» **EXERCISE INSTRUCTIONS**
Count how many lines in the entries below contain the word "player", matching case exactly, and give only that number.

» **RECORDS TO PROCESS**

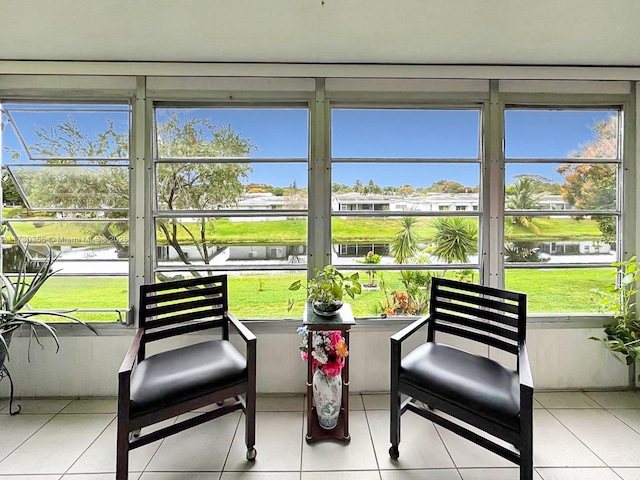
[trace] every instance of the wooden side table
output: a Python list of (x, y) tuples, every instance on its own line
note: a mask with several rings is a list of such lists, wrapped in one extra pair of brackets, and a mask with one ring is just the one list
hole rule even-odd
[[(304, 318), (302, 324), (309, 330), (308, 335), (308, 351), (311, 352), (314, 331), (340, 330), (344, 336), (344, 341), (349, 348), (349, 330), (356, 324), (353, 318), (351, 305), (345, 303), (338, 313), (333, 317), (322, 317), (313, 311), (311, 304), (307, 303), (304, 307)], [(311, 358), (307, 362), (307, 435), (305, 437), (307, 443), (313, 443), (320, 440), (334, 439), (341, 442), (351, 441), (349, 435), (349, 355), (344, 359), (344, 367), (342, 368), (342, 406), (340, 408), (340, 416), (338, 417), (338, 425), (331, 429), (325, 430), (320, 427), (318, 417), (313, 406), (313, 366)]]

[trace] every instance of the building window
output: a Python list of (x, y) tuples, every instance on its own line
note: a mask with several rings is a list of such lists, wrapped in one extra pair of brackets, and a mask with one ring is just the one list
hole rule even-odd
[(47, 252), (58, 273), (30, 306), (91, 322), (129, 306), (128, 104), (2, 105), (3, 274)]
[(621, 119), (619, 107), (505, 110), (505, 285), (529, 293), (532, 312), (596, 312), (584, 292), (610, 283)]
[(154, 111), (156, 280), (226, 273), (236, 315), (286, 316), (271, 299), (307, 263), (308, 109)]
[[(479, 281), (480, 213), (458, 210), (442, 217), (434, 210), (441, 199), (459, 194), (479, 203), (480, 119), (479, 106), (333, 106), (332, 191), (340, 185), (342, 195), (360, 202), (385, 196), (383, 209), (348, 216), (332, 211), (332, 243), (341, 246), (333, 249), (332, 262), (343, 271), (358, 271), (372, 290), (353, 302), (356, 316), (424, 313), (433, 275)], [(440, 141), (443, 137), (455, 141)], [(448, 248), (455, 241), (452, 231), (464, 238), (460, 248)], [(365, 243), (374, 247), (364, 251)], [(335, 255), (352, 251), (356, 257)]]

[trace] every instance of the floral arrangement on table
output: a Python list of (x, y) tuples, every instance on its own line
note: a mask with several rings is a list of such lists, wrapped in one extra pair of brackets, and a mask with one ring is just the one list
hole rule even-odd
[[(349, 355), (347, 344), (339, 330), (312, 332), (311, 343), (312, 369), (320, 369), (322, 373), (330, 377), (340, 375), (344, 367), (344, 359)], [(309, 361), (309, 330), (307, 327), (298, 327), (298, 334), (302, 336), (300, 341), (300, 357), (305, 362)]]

---

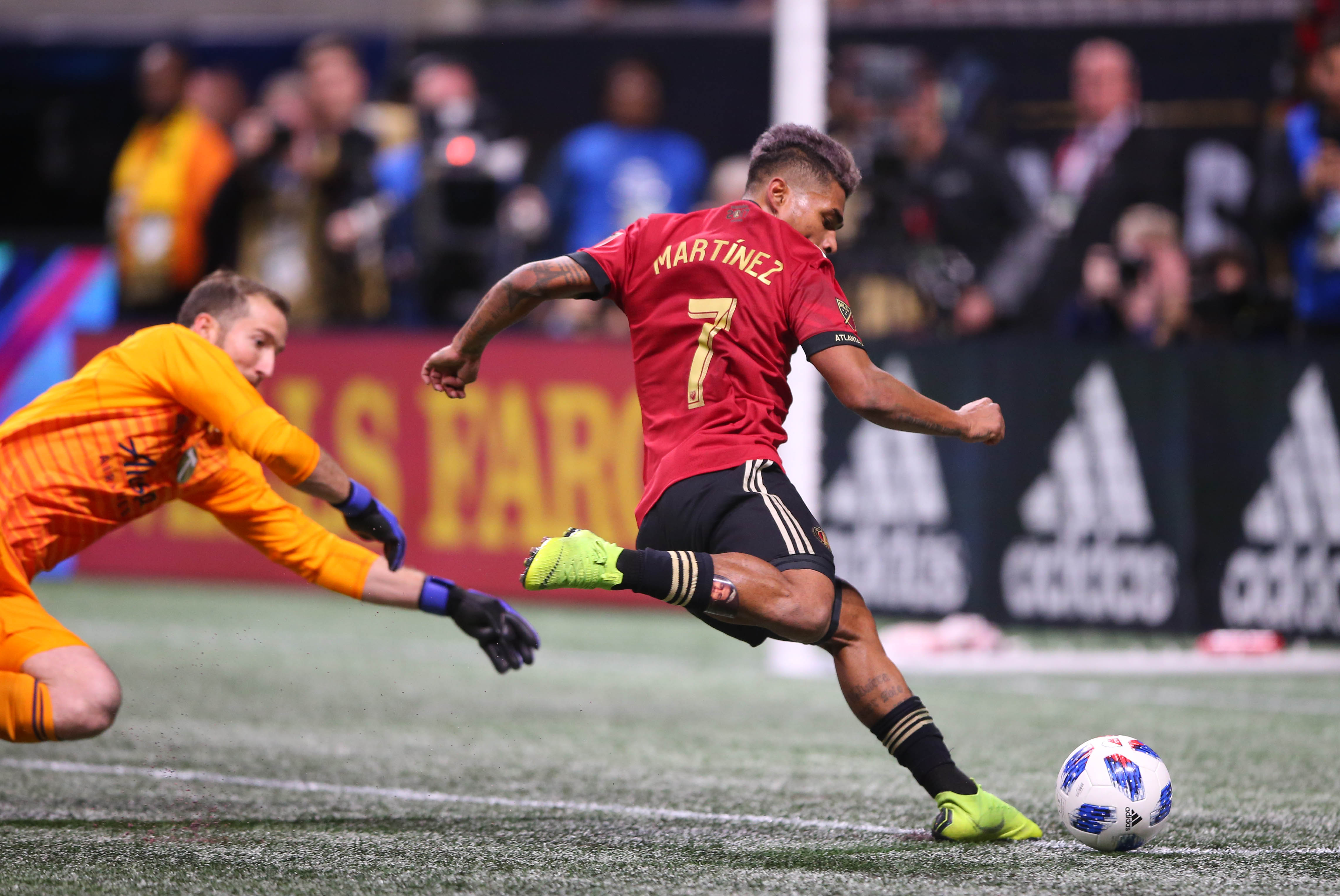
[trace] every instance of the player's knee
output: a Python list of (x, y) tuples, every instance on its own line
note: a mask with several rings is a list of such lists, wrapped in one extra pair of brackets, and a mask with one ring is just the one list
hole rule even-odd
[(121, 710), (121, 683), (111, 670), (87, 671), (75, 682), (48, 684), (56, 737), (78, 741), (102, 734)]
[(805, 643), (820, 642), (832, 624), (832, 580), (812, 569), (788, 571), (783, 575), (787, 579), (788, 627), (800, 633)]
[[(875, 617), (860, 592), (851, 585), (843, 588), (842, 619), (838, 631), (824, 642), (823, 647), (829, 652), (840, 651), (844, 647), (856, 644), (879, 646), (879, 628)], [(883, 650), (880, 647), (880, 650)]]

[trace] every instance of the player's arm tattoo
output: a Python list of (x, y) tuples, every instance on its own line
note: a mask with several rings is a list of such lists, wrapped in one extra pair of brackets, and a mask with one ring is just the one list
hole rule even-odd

---

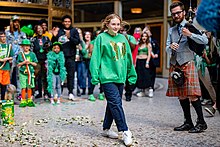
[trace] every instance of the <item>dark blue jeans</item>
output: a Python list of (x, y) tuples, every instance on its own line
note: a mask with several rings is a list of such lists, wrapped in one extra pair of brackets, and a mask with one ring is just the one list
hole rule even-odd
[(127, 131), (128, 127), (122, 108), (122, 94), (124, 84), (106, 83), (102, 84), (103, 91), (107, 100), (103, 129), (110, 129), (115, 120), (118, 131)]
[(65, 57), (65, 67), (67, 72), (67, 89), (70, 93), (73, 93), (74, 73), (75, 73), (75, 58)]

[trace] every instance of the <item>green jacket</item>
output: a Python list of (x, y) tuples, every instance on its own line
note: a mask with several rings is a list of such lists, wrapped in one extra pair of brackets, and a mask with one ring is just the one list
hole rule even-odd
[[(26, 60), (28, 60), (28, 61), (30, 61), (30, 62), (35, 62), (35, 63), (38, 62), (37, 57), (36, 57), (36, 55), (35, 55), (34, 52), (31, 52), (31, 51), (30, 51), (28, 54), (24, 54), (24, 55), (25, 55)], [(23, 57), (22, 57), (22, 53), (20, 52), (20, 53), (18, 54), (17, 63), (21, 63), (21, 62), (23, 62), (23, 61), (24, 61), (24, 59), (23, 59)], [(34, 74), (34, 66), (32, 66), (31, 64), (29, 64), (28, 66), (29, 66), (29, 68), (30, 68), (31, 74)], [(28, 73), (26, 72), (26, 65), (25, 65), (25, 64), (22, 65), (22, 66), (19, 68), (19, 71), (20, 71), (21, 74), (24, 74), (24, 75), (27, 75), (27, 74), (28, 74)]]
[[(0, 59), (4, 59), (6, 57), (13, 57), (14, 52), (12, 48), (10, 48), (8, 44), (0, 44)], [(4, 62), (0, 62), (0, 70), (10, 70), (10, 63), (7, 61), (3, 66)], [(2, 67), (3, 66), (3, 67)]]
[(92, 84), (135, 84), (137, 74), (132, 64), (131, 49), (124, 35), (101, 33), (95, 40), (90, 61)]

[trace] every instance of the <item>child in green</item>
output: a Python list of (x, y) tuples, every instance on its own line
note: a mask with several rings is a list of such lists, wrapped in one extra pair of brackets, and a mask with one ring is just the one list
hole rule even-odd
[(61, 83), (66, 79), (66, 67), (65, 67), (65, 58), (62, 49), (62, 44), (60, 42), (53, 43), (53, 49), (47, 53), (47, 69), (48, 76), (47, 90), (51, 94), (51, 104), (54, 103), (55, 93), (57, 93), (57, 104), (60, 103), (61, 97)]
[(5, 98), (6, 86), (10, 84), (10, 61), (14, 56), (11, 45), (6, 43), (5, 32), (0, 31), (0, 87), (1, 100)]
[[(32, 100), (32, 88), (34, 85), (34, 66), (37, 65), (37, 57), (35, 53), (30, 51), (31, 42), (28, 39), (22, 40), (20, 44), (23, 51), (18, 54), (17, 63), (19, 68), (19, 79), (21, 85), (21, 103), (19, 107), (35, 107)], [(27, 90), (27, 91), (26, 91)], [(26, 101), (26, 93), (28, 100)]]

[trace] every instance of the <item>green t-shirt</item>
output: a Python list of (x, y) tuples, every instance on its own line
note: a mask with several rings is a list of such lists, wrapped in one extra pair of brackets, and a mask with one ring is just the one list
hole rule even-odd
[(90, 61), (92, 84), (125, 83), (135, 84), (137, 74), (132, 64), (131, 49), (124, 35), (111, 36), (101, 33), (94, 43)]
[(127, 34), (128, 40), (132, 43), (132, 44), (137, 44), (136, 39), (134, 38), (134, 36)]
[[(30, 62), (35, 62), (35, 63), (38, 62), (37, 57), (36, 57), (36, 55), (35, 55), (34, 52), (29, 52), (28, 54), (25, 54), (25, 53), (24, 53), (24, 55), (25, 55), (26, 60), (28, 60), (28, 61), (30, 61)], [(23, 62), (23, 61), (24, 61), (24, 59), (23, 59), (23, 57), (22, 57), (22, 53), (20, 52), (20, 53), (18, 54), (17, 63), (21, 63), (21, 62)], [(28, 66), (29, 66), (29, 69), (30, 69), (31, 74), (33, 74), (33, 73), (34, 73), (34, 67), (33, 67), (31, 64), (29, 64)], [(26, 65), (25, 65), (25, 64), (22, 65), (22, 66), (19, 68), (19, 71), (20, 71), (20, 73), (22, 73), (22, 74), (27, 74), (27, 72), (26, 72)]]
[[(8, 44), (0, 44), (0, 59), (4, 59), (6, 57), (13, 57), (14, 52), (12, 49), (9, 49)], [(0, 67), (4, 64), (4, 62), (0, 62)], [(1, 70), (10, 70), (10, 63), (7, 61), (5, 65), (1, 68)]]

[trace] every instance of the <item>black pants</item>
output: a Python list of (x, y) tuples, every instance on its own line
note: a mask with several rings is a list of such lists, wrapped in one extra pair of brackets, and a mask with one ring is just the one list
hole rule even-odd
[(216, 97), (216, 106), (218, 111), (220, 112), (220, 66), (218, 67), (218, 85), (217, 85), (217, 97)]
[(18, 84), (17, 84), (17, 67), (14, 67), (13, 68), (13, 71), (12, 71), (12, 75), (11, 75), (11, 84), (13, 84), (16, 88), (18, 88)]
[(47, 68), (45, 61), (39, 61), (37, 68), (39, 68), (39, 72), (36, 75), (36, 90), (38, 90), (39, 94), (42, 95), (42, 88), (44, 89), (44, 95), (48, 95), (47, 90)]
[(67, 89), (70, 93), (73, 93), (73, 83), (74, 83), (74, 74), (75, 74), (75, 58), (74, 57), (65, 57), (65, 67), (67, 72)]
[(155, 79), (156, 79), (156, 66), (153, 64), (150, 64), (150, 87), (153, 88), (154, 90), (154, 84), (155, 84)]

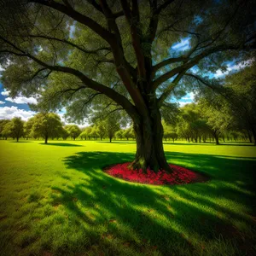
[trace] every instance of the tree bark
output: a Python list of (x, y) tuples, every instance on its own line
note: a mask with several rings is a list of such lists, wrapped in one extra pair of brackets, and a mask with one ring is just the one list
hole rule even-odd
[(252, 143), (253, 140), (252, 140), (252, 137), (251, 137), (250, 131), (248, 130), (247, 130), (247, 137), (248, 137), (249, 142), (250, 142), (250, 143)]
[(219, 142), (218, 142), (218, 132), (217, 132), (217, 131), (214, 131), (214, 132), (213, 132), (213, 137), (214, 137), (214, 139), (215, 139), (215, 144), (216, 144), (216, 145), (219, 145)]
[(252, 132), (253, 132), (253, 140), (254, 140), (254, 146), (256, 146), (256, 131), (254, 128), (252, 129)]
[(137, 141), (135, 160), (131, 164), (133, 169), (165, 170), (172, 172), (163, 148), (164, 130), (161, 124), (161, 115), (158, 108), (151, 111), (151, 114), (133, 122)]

» **OUTPUT OF THE EXERCISE**
2